-- start of SOURCE DOCUMENT --
Common sense and common humanity would dictate reliance on multilateral solutions
and peaceful cooperation for resolving the global energy crisis, but rationality
is not always man’s or for that matter the Bush administration’s
(2) Concept of “Peak Oil” and its related problem
The Iraq conflict was accurately predicted by W.C. Clark (“The real reasons
for the upcoming war with Iraq: a macroeconomic and geostrategic analysis of
the unspoken truth”)  and the concept of “peak
oil” serves well to explain central sources of coming global conflicts.
In a simple economic form “peak oil” means that the world’s
demand for oil has outstripped supply.
More detail is required to grasp the concept of “peak oil” for
it means the point when global ultimate recoverable reserves of oil begin to
decline. Grasp of the concept as a dynamic process, requires thinking of the
rate at which the world produces oil vis-à-vis the rate at which globally
available oil is consumed. Next, consider the economic impact on oil prices
once global reserves have passed the half way mark of all globally available
reserves. The “peak oil” problem starts from the halfway point of
declining global reserves, and when supply is not able to meet rising demand.
This process pushes oil prices upwards.
Some people find it convenient to assume – e.g. Dick Cheney, that the
global oil problem arises when the global supply has been exhausted. Cheney’s
assumption implies that simply tapping into more oil from Alaska or wherever
addresses the problem. However, if there is a glass half full and more is being
taken from a fixed non-renewable supply – where does that leave the contents
of the glass? Again, the difficulty is, the ensuing decline from the peak. That
is to say at the point where half of all oil discoverable has been discovered,
and half of the recoverable amount is recovered. At this point ‘peak oil’,
the economic consequences of the absence of abundant and cheap fossil fuels,
impacts countries in the form of rising oil prices. With rising oil prices,
poor non-oil producing countries are severely impacted because balance of payments
debts worsen for them in their attempts at maintaining domestic energy supplies.
Prescient analysts such as Hubbert (his 1956 work that predicted the peak for
US domestic oil production and the 1970s oil crisis) , Clarke
(his analysis of the then approaching Iraq oil war)  and
Campbell (his prediction that 2007 is the global “peak oil” year)
 are important intellectual assessments worthy of consideration
if one wants to understand how the problem of short energy supplies operates.
We need only remind ourselves that fossil fuel is the primary source of energy
for the world, is a depleting non-renewable resource, and will rise in price
as supplies decline. As William Clark has quite cogently explained, there are
correlations between available reserves, currencies, higher oil prices, economic
downturns and war .
Why diminishing world supplies of oil give cause for increased global conflagrations
over accessibility and/or control of oil and gas supplies is easily discernible.
By 2004 the annual compounded rate of global demand for oil was running at
just in excess of 2%. Global demand rates for oil, not surprisingly, are highest
in the industrialised world. However both China and India, with populations
each of over 1 billion are countries rapidly industrialising and their economic
development implies increasing demands for energy - oil. Africa has 0.8 billion
people and will ultimately advance along the path of industrialisation (South
Africa is but one African country launched on the path some 54 others hope to
follow). In South America the population is 0.35 billion people and Brazil’s
expanding industrialisation process is a further assurance of the world’s
increasing demand for oil. While the industrialised North via the WTO is stubbornly
refusing easy access for African agricultural produce, this does not imply that
the global demand for oil will be stablised or placed in decline by reason of
slowed advance towards industrialisation on one continent. Increasing use of
the internal combustion engine in all countries will ensure that in both industrialised
and non-industrialised countries the demand for oil will continue. Global oil
supply is predicted to peak within this decade (i.e. by 2010). Colin Campbell
has pinpointed 2007 as the global “peak oil” year .
-- end of SOURCE DOCUMENT --
-- start of GIVEN ENTRIES --
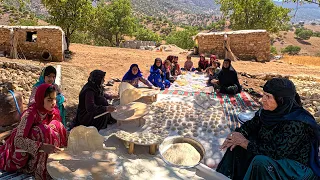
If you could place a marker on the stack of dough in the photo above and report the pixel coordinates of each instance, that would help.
(128, 93)
(83, 138)
(182, 154)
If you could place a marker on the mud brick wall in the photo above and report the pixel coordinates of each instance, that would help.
(246, 44)
(5, 40)
(49, 39)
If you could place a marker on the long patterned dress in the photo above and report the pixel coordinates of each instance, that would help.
(21, 150)
(278, 152)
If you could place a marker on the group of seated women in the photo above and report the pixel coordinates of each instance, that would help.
(280, 142)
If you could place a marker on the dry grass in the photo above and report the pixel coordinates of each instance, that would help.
(302, 60)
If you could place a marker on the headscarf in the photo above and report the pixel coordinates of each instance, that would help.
(170, 58)
(129, 76)
(203, 64)
(213, 56)
(290, 110)
(45, 72)
(94, 82)
(38, 106)
(155, 67)
(228, 76)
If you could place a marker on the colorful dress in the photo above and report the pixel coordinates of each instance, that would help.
(60, 97)
(158, 79)
(37, 126)
(135, 79)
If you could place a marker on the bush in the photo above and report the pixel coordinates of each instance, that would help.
(146, 35)
(292, 50)
(304, 34)
(274, 50)
(182, 39)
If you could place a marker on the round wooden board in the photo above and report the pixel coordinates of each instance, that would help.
(85, 165)
(139, 138)
(131, 111)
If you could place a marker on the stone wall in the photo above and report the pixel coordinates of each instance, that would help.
(245, 44)
(4, 40)
(48, 38)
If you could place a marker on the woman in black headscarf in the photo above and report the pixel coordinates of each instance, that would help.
-- end of GIVEN ENTRIES --
— INSTRUCTION A —
Sum up the passage on peak oil in two sentences.
— INSTRUCTION B —
Quote the passage on peak oil from "are important intellectual" up to and including "downturns and war .".
The listing is separate material, apart from the passage on peak oil.

— FINAL RESULT A —
The passage defines "peak oil" as the point when global recoverable oil reserves pass the halfway mark and begin to decline, leaving supply unable to meet rising demand and pushing oil prices upward. It argues that growing demand from industrializing countries such as China, India and Brazil, along with a global supply predicted to peak by 2010, makes conflict over access to and control of oil and gas supplies more likely.

— FINAL RESULT B —
are important intellectual assessments worthy of consideration
if one wants to understand how the problem of short energy supplies operates.
We need only remind ourselves that fossil fuel is the primary source of energy
for the world, is a depleting non-renewable resource, and will rise in price
as supplies decline. As William Clark has quite cogently explained, there are
correlations between available reserves, currencies, higher oil prices, economic
downturns and war .